**Challenge:**
Rewrite every one of the entries below with "place a marker" substituted for each "drop a pin", keeping everything else unchanged. Leave the pictures out of your answer.

---------- Excerpted records ----------

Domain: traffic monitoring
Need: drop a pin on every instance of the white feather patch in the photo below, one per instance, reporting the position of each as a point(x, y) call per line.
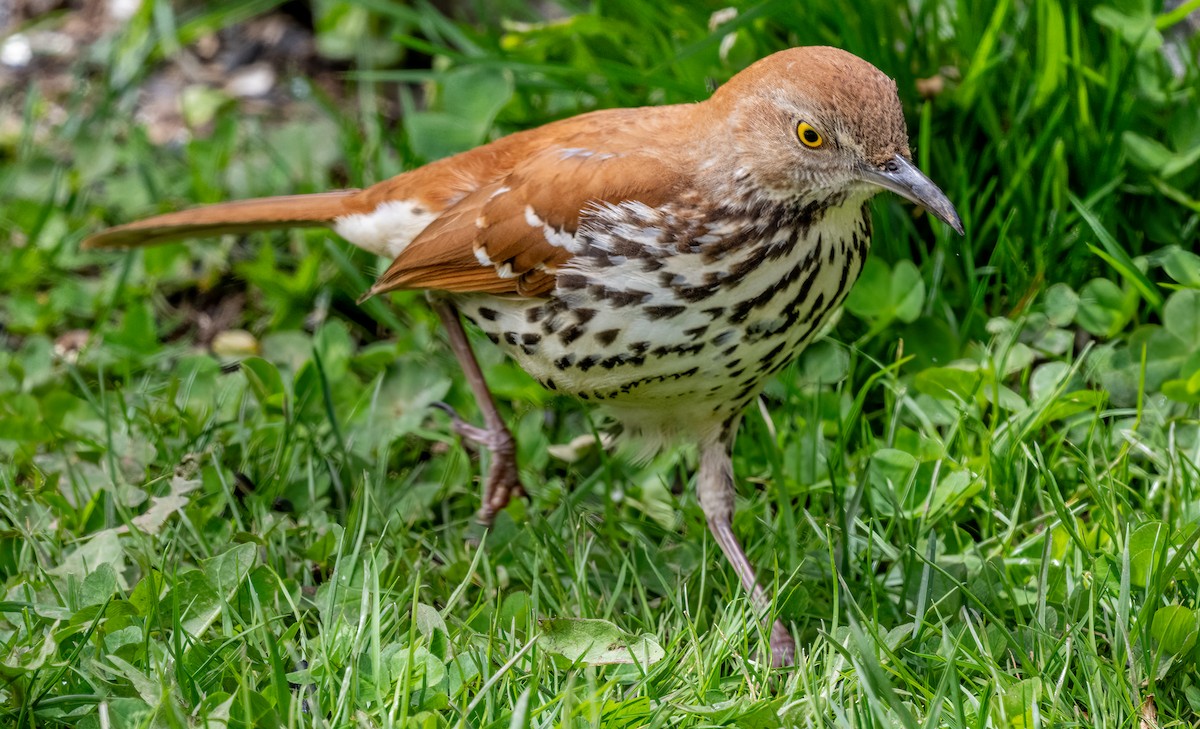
point(388, 229)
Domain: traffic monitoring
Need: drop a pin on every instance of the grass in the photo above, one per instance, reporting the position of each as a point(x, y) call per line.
point(979, 496)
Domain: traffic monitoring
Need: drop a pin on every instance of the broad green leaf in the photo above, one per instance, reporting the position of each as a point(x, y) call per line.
point(99, 585)
point(1181, 317)
point(1183, 266)
point(597, 643)
point(870, 296)
point(1147, 154)
point(1175, 628)
point(1146, 546)
point(1061, 305)
point(907, 291)
point(466, 103)
point(1103, 308)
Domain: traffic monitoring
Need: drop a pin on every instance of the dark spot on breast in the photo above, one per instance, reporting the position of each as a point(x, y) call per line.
point(629, 248)
point(721, 338)
point(571, 282)
point(570, 333)
point(664, 312)
point(619, 297)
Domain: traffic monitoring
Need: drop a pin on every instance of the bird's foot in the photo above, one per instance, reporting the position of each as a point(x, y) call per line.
point(503, 479)
point(783, 646)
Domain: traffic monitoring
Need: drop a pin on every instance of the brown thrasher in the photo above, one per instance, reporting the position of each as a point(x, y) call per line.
point(661, 261)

----------

**Answer to this task:**
Domain: traffic monitoring
Need: place a marker on every instance of the white feather patch in the photo below, one per instance, reporting the position of each as a point(x, y) call per line.
point(388, 229)
Domain: traffic monitoring
Need: place a marker on every instance of the grass in the photo above, one per instance, reporting the position of each as a point(x, y) call per line.
point(979, 496)
Domain: traffic monitoring
Need: place a marker on every instance of the broad green leaf in the photo above, one per instance, reporting the position of each as a point(x, y) call per line.
point(99, 585)
point(1181, 317)
point(1183, 266)
point(597, 643)
point(870, 296)
point(1147, 154)
point(1175, 628)
point(1146, 546)
point(1061, 305)
point(907, 291)
point(466, 103)
point(1103, 308)
Domain: traffic monitoring
Need: place a marker on every instance of the dark spot on breast in the photo above, one per instance, reporting the position of each as a point(x, y) call per line.
point(629, 248)
point(721, 338)
point(571, 282)
point(570, 333)
point(664, 312)
point(619, 297)
Domain: traffic monitoring
Need: place a marker on every instance of the bird's foot in the photo above, one per instance, reporting the position of each as a point(x, y) call per line.
point(503, 479)
point(783, 646)
Domain: traffic monitoring
Need: place a marker on every instance of the brown thrasher in the photo above, one per instance, reporting the position of each as a point(x, y) call per line.
point(661, 261)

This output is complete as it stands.